# What is being asked
Could you set down every one of the following entries word for word, keeping each line unchanged?

# Data in this exercise
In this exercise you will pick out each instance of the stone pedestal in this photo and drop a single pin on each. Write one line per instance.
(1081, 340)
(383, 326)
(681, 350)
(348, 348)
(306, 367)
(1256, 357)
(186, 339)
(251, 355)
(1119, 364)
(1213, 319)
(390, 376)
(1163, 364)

# Response below
In this exercise you will pick out each instance of the stone pedestal in this photo and drop a single pin on each. Write one line per instance.
(1081, 340)
(383, 326)
(681, 350)
(348, 348)
(306, 367)
(1256, 357)
(186, 339)
(251, 355)
(1119, 364)
(1213, 319)
(390, 376)
(1163, 364)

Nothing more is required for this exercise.